Charles Manson, now 74, sports a grey beard and bald head.
Updated: Sunday, 09 Aug 2009, 4:49 AM PDT
Published : Sunday, 09 Aug 2009, 4:48 AM PDT
Posted by: Scott Coppersmith
Los Angeles (myFOXla.com) - It was 40 years ago today that America's worst fears of the
hippie generation crystallized when Sharon Tate and four others
were slaughtered by Charlie Manson's "family" in her rented
Benedict Canyon home.
On Aug. 9, 1969, coffee heiress Abigail Folger, Voytek
Frykowski, Jay Sebring, Steven Parent and Tate -- who was 26 years
old, eight months pregnant and married to film director Roman
Polanski -- were slain "to instill fear into the establishment,"
one of the killers, Susan Atkins, later told a grand jury.
A day later, Manson's followers struck again -- slashing to
death grocery store chain owner Leno LaBianca and his wife,
Rosemary, in their Los Feliz-area home.
The murderers left bloody messages at both crime scenes,
including the title of a Beatles song, "Helter Skelter," in what
authorities believe was an effort to start a race war.
Following a nine-month trial in 1970-71, jurors convicted
Manson, Atkins, Leslie Van Houten and Patricia Krenwinkel -- and
Charles "Tex" Watson in a separate trial -- of first-degree murder
and recommended they die for their crimes. In 1972, however, the
California Supreme Court invalidated the then-existing statute for
capital punishment, and their sentences were commuted to life in
prison.
Manson's brief reign of terror is four decades ago, but it
continues to have a hold on America's psyche.
Sandi Gibbons covered their trial for City News Service.
Today, she is a spokeswoman for the Los Angeles County District
Attorney's Office, which prosecuted the case.
What Charlie Manson meant to America was "the death of the
hippie movement," Gibbons told CNS.
The Manson family was "the dark side of the peace, love and
brotherhood movement," she said. "These were still the '60s, with
flower children, love- ins ... peace-loving druggies ... but Manson
was another side altogether. This was murder. This was killing
people."
She said that from the moment Manson's family was uncovered
at their commune in Death Valley a couple months after the murders,
"people looked at hippies in a different light."
She added that the commune movement also "started shrinking."
But Gibbons said she never considered Manson a hippie.
Rather, she said, he was simply a "con man."
She said he knew "how to get people to do his bidding through
drugs, spouting a bunch of philosophy to a bunch of drugged-out
kids, promising them a home -- sex, drugs and rock 'n' roll. The
main thing was that Charlie was never a hippie."

------------------------

Copy the part of the Manson murders article starting at "Following a nine-month" and ending at "City News Service.", renaming "jurors" as "the jury".

▶ [DATA SECTION]
------------------------

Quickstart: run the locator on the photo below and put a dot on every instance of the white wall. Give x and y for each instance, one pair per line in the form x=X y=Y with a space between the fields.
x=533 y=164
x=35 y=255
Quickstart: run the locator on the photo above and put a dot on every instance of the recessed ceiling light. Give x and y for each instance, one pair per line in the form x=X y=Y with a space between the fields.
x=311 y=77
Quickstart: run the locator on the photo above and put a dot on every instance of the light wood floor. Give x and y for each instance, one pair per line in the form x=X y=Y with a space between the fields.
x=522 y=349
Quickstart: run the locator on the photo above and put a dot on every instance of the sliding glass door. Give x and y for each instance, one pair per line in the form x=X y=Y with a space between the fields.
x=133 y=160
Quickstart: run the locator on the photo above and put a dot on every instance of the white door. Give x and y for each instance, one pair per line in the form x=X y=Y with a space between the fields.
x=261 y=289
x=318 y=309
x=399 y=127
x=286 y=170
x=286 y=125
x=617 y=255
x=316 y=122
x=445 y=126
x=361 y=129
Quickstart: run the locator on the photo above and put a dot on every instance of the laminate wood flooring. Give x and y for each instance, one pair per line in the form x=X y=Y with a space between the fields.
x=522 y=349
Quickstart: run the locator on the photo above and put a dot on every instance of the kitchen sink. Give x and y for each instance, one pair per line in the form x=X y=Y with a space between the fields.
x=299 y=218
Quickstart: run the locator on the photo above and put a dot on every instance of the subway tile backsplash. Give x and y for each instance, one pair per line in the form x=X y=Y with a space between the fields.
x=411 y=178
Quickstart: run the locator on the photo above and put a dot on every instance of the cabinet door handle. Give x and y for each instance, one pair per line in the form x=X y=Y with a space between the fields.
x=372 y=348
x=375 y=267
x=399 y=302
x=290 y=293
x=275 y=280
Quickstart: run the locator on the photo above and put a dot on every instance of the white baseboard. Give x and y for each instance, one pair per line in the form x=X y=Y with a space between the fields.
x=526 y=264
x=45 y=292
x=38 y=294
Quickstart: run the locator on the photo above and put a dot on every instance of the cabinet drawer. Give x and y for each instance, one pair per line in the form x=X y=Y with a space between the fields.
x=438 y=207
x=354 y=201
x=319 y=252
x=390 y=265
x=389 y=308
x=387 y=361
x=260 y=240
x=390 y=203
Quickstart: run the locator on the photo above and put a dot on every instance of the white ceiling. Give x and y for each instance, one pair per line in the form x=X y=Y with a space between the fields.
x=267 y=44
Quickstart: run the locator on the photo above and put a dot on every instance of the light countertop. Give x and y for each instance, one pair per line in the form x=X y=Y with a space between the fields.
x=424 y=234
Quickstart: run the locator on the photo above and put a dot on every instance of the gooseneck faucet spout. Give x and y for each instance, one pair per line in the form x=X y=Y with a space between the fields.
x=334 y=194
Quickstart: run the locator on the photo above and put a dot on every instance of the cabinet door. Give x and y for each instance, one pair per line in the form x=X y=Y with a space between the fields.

------------------------

▶ [YOUR SOLUTION]
Following a nine-month trial in 1970-71, the jury convicted
Manson, Atkins, Leslie Van Houten and Patricia Krenwinkel -- and
Charles "Tex" Watson in a separate trial -- of first-degree murder
and recommended they die for their crimes. In 1972, however, the
California Supreme Court invalidated the then-existing statute for
capital punishment, and their sentences were commuted to life in
prison.
Manson's brief reign of terror is four decades ago, but it
continues to have a hold on America's psyche.
Sandi Gibbons covered their trial for City News Service.